** BEGIN **

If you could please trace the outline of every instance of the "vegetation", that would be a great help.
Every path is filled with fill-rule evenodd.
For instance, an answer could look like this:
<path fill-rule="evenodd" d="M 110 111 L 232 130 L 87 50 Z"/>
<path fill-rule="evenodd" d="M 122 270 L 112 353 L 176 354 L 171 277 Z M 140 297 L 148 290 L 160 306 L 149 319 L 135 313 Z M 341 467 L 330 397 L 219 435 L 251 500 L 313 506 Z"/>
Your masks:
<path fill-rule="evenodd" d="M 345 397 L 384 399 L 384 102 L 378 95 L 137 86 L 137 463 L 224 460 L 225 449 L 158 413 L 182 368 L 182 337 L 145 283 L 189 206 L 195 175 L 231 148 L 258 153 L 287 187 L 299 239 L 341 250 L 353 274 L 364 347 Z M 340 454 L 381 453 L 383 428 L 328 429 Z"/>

** END **

*TASK DESCRIPTION*
Rewrite every line of the rows above as a numbered list, leaving out any blank lines.

*SOLUTION TO THIS EXERCISE*
1. If you could please trace the outline of every instance of the "vegetation", that would be a great help.
2. Every path is filled with fill-rule evenodd.
3. For instance, an answer could look like this:
4. <path fill-rule="evenodd" d="M 110 111 L 232 130 L 87 50 Z"/>
5. <path fill-rule="evenodd" d="M 122 270 L 112 353 L 176 354 L 171 277 Z M 140 297 L 148 290 L 160 306 L 149 319 L 135 313 Z M 341 467 L 330 397 L 219 435 L 251 500 L 313 506 Z"/>
6. Your masks:
7. <path fill-rule="evenodd" d="M 345 397 L 384 399 L 384 102 L 378 95 L 137 86 L 137 463 L 224 460 L 225 449 L 158 413 L 182 368 L 182 337 L 145 283 L 189 206 L 195 175 L 231 148 L 258 153 L 287 187 L 299 239 L 341 250 L 353 274 L 364 347 Z M 340 454 L 381 453 L 383 428 L 328 429 Z"/>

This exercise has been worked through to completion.